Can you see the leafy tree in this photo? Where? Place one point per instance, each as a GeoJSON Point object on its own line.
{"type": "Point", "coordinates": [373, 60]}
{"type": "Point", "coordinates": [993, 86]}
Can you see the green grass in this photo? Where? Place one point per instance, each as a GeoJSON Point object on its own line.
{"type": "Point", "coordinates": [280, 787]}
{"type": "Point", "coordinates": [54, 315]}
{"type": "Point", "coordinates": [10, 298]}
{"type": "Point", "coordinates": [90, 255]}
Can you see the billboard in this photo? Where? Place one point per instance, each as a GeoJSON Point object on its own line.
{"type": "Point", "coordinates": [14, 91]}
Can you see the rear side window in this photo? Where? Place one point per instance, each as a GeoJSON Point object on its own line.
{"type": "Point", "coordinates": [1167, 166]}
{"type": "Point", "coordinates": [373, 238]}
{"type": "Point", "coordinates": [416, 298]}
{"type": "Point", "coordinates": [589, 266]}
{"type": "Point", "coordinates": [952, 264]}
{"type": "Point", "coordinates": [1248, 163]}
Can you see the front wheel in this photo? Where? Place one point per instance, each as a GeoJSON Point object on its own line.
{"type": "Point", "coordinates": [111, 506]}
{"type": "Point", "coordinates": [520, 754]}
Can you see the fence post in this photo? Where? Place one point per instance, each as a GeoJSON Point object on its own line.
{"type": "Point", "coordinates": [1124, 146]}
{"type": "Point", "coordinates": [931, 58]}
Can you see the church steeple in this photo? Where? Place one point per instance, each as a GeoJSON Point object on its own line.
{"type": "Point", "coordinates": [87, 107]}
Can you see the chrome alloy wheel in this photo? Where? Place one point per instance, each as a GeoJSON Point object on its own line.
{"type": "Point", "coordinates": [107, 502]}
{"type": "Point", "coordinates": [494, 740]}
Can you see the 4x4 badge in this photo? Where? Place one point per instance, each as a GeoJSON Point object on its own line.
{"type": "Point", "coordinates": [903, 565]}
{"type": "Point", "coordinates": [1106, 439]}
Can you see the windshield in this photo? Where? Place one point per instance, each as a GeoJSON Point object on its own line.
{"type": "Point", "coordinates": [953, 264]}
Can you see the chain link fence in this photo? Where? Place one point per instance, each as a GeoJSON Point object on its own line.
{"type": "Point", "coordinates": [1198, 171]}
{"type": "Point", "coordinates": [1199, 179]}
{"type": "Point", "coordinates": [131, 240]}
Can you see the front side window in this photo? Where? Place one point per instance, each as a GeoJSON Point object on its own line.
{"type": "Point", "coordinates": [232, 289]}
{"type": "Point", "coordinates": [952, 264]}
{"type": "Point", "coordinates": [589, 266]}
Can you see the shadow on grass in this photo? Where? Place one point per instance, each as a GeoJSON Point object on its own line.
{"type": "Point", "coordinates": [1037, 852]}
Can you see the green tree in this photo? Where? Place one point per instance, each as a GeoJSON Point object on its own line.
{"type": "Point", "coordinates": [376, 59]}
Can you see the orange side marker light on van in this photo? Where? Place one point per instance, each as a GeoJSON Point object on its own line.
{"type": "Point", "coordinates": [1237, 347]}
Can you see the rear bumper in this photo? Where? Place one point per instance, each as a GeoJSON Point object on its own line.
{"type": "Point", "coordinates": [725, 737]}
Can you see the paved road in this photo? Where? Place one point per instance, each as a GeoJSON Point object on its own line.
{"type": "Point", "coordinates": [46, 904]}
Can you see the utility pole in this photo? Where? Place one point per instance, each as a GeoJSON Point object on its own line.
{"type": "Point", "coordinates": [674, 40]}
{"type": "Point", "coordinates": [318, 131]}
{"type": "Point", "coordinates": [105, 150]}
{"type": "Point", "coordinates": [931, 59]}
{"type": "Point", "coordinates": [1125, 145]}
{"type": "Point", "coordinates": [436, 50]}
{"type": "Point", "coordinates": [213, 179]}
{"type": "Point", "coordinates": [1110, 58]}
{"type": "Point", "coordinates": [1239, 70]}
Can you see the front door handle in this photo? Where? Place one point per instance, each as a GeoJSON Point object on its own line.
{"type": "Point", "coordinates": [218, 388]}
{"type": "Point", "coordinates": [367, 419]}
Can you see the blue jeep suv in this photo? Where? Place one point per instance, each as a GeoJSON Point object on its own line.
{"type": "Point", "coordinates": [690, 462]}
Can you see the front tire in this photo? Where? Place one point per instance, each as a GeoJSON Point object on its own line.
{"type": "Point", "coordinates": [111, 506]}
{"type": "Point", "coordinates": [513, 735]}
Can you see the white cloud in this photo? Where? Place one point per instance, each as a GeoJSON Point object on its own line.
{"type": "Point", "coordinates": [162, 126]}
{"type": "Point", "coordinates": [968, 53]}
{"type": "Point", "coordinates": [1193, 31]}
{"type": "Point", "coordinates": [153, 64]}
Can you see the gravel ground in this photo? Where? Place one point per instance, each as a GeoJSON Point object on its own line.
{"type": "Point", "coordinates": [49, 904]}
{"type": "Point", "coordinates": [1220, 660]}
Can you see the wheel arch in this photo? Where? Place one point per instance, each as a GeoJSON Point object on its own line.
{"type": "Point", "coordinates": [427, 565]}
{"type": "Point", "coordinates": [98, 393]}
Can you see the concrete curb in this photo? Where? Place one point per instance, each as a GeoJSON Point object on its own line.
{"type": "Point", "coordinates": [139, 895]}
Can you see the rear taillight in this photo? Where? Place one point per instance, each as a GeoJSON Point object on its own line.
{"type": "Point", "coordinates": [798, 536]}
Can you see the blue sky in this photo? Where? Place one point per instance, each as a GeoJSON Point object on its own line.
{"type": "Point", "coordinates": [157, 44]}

--

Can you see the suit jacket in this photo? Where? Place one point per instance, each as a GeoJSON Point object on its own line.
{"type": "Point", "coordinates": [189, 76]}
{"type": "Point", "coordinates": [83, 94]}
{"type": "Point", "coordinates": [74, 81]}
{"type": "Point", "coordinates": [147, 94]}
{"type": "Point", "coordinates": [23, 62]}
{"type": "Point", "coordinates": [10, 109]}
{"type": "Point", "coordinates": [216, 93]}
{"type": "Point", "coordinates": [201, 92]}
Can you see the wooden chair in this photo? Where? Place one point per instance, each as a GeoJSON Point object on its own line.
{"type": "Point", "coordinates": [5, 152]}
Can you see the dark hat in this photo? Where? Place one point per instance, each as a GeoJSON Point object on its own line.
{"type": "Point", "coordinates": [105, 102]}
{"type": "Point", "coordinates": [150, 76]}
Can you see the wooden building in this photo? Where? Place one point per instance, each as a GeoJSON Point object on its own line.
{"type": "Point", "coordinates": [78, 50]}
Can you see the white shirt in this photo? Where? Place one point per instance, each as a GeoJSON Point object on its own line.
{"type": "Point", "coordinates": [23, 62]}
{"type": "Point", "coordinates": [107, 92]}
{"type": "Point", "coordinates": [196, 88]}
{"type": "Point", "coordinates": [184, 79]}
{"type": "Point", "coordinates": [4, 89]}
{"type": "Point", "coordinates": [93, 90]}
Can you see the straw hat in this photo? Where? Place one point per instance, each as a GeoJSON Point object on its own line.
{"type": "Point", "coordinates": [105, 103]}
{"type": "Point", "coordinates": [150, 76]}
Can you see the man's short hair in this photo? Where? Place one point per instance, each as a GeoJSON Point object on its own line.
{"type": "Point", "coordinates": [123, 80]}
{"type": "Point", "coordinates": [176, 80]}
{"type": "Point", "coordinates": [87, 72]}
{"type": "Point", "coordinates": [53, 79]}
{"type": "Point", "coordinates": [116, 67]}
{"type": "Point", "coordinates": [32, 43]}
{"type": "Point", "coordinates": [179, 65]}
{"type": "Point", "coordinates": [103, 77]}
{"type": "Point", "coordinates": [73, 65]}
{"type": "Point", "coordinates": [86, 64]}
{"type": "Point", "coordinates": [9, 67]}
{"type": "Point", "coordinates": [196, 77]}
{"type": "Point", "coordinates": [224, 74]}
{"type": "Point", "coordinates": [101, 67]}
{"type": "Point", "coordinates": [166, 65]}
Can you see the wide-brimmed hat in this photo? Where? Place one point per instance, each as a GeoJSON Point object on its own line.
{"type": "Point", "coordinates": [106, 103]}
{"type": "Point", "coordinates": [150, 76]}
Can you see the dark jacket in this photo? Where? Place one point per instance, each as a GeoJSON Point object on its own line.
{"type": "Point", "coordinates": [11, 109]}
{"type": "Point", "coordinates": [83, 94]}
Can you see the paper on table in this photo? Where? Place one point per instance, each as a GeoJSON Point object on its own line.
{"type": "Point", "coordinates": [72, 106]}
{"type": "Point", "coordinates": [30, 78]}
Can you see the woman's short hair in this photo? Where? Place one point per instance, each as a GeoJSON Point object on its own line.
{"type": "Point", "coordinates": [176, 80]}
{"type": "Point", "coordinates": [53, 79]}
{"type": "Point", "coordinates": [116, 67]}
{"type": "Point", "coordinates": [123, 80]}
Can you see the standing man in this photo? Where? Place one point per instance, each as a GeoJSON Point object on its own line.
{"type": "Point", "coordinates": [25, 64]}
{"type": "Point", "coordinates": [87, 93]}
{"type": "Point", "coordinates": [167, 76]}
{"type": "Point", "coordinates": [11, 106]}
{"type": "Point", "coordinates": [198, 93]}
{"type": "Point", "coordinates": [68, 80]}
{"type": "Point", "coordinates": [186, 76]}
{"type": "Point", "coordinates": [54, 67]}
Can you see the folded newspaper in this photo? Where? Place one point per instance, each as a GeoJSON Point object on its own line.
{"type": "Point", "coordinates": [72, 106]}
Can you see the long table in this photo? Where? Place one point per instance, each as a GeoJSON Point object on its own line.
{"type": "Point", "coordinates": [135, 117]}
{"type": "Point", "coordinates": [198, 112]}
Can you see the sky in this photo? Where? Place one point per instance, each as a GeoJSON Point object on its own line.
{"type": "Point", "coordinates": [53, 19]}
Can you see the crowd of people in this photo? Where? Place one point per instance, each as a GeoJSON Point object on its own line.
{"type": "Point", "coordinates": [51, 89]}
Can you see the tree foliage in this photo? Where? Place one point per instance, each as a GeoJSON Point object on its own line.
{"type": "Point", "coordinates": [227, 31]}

:: Set task ::
List each line of the data above that contains the word "window", copying every such line in full.

:: Right answer ::
Can you see the rear side window in this photo? Where? Place one point per instance, each as a GeoJSON Point object on its own line.
Can you see the front side window in this photo? Where? Place one point per instance, each as a GeoJSON Point object on its own line.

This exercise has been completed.